**What you need to do**
Please print all of the records that follow with nothing altered.

**Data shown**
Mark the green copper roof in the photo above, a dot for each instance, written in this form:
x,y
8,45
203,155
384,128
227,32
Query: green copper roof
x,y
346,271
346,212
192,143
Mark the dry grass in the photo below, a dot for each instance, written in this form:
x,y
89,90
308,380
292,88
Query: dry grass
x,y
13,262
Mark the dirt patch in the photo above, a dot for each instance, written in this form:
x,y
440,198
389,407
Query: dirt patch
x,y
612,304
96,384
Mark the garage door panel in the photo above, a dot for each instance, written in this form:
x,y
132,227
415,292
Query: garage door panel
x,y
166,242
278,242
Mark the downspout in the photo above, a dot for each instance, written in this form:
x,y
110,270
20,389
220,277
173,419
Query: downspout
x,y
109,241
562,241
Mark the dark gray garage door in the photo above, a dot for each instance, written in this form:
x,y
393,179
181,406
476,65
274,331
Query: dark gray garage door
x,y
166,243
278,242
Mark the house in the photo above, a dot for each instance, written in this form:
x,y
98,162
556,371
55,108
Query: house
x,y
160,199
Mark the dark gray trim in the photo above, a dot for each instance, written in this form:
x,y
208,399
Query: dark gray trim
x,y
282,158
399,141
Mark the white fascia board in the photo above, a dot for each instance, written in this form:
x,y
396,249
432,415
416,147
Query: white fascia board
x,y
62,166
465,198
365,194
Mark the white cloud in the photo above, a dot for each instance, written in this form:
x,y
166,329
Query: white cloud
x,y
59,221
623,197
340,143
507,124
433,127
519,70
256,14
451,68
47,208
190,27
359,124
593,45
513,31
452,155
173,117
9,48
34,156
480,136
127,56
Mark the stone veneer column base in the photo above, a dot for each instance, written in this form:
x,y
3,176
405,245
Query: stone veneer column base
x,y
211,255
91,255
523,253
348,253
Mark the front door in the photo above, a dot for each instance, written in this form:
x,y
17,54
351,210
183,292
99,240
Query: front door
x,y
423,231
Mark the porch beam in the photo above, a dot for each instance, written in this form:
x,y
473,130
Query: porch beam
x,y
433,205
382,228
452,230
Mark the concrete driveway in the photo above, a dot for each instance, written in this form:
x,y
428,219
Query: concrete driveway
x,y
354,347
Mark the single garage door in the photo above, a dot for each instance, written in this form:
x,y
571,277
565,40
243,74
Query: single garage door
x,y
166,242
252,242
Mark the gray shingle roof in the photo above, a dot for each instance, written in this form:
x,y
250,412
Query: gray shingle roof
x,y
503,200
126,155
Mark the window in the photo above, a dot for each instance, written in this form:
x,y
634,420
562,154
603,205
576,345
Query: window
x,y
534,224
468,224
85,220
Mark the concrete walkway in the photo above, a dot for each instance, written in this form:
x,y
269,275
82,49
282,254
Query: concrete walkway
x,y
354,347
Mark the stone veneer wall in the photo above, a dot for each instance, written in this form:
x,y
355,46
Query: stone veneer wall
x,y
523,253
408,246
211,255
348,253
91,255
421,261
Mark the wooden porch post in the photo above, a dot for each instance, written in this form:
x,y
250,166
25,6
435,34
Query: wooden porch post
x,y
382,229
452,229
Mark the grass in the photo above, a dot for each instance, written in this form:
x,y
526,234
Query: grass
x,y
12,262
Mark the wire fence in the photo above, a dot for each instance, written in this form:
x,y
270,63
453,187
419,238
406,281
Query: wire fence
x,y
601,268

**Exercise solution**
Mark the green copper roof in the photo above, a dot for each instance, written in this form:
x,y
8,45
203,155
384,128
227,32
Query: green copper roof
x,y
346,271
346,212
192,143
Mark the dry grass in the photo below, a dot for each instance, written in this form:
x,y
89,90
308,380
292,88
Query: dry grass
x,y
13,262
Mark the dirt patch in the photo above, a dot for each instance, written in this form:
x,y
440,198
389,407
Query: dirt patch
x,y
612,304
96,384
Mark the garage door panel in the photo above, a dot for each instance, written in this form:
x,y
132,227
415,292
Query: garage door panel
x,y
166,242
278,242
Mark the downspout in the photo above, a dot for each instance, written in this form:
x,y
110,270
20,389
220,277
173,419
Query: downspout
x,y
109,241
562,241
Mark the dark gray garage door in the photo above, a dot for each instance, written in this form:
x,y
393,179
181,406
476,65
274,331
Query: dark gray garage door
x,y
166,243
278,242
Mark the house in the photo above, a dot for each instance, written in this form:
x,y
98,162
556,371
55,108
Query: house
x,y
160,199
Mark the dark gray trim in the photo above, a dot for each instance, written in this form:
x,y
208,399
Query: dark gray trim
x,y
282,158
399,141
Mark the white fascia board in the photo above, a dot for each instance, written in this form:
x,y
396,249
432,415
416,147
Query: white fascia board
x,y
62,166
465,198
365,194
Mark the white cloud in the photo above, a dot for each instance, written in this form:
x,y
166,329
Query: white cloud
x,y
59,221
623,197
340,143
507,124
433,127
519,70
256,14
451,68
47,208
190,27
359,124
593,45
513,31
452,155
173,117
9,48
34,156
480,136
127,56
Mark the stone veneer column base in the photo above, a dot for each instance, written in this form:
x,y
3,176
405,245
Query: stone veneer column base
x,y
211,255
91,255
523,253
348,253
Mark the front door in the photo above, a dot for each instance, written in this form:
x,y
17,54
351,210
183,292
99,240
Query: front door
x,y
423,231
Mark the porch beam in the photo above, a dot for each instance, written in this form:
x,y
473,130
Query: porch beam
x,y
433,205
382,228
452,230
Mark the concrete driveway in the photo above, a dot for each instance, written in this form:
x,y
428,219
Query: concrete driveway
x,y
354,347
Mark the single garage door in the photo above, a dot for each instance, written in this form:
x,y
571,277
565,40
243,74
Query: single garage door
x,y
166,242
252,242
Mark the gray shingle roof in the photo above, a dot for each instance, written in this form:
x,y
250,412
Query: gray shingle roof
x,y
503,200
126,155
Mark the window in the photo above, a dot for each instance, written in this form:
x,y
634,420
562,154
603,205
576,345
Query: window
x,y
534,224
468,224
85,220
Mark the concrete walkway in the photo above, a dot for each instance, written in this form:
x,y
269,275
82,49
282,254
Query: concrete walkway
x,y
354,347
Mark the stone veneer wall in the photo above, a dot for each instance, written in this form:
x,y
355,46
Query: stone veneer wall
x,y
523,253
408,246
211,255
348,253
91,255
421,261
Mark the wooden porch post in the photo above, a dot for each instance, written in this form:
x,y
250,166
25,6
435,34
Query: wooden porch post
x,y
382,229
452,229
Mark the grass in the photo above, a dot for each instance, written in this form:
x,y
526,234
Query: grass
x,y
12,262
Mark the wire fence in the photo above, a dot for each instance, written in this form:
x,y
270,63
453,187
419,238
406,281
Query: wire fence
x,y
601,268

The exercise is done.